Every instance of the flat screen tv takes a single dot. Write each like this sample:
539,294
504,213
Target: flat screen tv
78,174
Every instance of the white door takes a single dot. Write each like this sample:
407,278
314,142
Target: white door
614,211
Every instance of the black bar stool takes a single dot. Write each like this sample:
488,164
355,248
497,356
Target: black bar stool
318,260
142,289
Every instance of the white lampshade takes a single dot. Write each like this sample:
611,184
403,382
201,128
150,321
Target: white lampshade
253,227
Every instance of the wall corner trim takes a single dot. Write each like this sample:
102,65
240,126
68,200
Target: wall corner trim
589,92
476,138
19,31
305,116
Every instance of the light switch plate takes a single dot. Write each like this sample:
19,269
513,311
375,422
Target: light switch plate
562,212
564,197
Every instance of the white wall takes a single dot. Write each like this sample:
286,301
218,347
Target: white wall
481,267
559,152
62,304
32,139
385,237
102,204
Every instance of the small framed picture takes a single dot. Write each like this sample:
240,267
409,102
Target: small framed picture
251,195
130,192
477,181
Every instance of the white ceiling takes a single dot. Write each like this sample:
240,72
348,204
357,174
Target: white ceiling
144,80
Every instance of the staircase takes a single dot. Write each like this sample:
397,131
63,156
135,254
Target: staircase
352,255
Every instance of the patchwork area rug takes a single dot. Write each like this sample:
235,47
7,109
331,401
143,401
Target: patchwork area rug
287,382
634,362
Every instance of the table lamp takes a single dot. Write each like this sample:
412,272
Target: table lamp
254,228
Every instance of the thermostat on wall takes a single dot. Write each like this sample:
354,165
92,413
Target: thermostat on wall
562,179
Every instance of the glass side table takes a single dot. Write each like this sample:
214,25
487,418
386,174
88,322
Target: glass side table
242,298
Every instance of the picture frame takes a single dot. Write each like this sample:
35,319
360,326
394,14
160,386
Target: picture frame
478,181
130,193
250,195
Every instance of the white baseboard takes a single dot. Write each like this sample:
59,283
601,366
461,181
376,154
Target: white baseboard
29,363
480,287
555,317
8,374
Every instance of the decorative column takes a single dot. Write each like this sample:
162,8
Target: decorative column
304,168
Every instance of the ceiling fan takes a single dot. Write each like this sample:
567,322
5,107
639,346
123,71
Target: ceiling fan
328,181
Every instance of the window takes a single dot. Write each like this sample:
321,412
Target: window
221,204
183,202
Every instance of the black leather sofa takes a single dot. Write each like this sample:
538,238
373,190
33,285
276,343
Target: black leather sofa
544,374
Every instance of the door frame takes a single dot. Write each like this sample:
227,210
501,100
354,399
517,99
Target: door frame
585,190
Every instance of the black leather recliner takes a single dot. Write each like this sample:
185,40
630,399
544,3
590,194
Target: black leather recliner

+++

■ **WHAT TO WORK ON**
Whenever a line in the entries above includes the word "recliner", pull that line out.

■ **REPLY TO THE TASK**
Every instance of the black leather recliner takes a single dot. Write each like this sample:
Target: black leather recliner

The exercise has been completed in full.